Hospitality should be at the top of the list when it comes to importance for hospitals. Obviously, any hospital should strive to provide the latest and greatest in medical care and treatments for its patients, but it’s important for hospitals to remember that each patient is there due to an unfortunate event or circumstance. Under these unfortunate circumstances, the patient is likely to be very irritable in the first place. When something goes wrong in their care process it is very likely that it will upset the patient and lead to a complaint. Since complaints are looked at as defects, hospitality must be on the forefront of importance in the hospital’s operations.

        By setting a target sigma level for hospitality, Apollo can have a threshold on which to compare its results to. Without a set goal, there is no plan. By quantifying the feedback results, Apollo can categorize complaints. Once categorized Apollo can use the frequency count to have a benchmark for data collection and observation. The frequency count enables us to apply the six-sigma method to ensure these complaints almost never occur.

Using the Kano Evaluation Table, managers can get visibility into different products or services by dividing them into categories of importance to the customer (in this case, a patient). These categories are threshold quality, performance quality and exciting quality. Threshold represents services that go unnoticed by the patient unless the services were not provided, then the patient would complain. Performance quality is expected by the patient because the hospital stated it would provide or the patient has observed this behavior before. Exciting quality is providing services that go beyond the patients’ expectations. The presence of this would delight the patient. An example of this would be providing flowers and a get-well card to the patient. It isn’t expected but the patient would certainly appreciate the kind gesture made by the hospital.

Apollo should focus most efforts on their housekeeping and food & beverage departments. We can see in the word frequency count table that these are major areas if complaints from the patients. The first step to eliminate complaints in these areas is to hire quality control managers. These managers are specific to each department and are masters of their trade. Using their knowledge, Apollo can for a framework for how the operations should flow in each respective department. Once the framework is in place, they can start analyzing results, running random audits for cleanliness and food quality. These quality audits will help ensure employees are staying on top of their game. Management in these departments should also practice great customer service with their patient-facing employees. It is very important that the employs are well equipped with great customer service skills to help solve small issues during the normal course of operations so that a complaint does not arise.

Patient complained about their door not locking properly. Maintenance came to fix the door in matter of 25 minutes, but they didn’t stop there. Management teamed up with facilities to check all doors and repair where needed to ensure that such complaints were not repeated.

The word frequency count was a method used by the team in an attempt to develop strategies that would enable a better patient experience. They were trying to analyze customer complaints and figure out a way to solve the complaint going forward. The word frequency count was taking each complaint and counting each instance of each significant word. For example, the word “time” was the most common. Then, “late” was the twenty-fourth most common. Using the word frequency count method, the team was able to identify a major issue with the response time for various services.

→ Check your understanding:
• A. Answer these questions from the hospitality text:
(i) What are the three categories in the Kano Evaluation Table?
(ii) How long did maintenance take to fix the door that was not locking properly?
(iii) Which word was the most common in the word frequency count?
• B. Using the hospitality text, explain why hospitality must be at the forefront of a hospital's operations.

→ Study material:

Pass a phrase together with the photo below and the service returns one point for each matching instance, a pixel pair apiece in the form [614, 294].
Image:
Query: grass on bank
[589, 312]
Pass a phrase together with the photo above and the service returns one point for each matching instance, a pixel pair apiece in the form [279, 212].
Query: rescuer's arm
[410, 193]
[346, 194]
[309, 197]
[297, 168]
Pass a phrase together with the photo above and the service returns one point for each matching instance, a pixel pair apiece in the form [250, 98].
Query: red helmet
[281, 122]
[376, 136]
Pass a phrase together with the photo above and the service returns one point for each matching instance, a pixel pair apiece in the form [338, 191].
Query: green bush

→ Solutions per task:
• A.
(i) Threshold quality, performance quality and exciting quality.
(ii) 25 minutes.
(iii) "Time."

• B. Each patient is in the hospital because of an unfortunate event or circumstance, so the patient is likely to be irritable already. When something goes wrong in their care, it will probably upset them and lead to a complaint. Complaints are looked at as defects.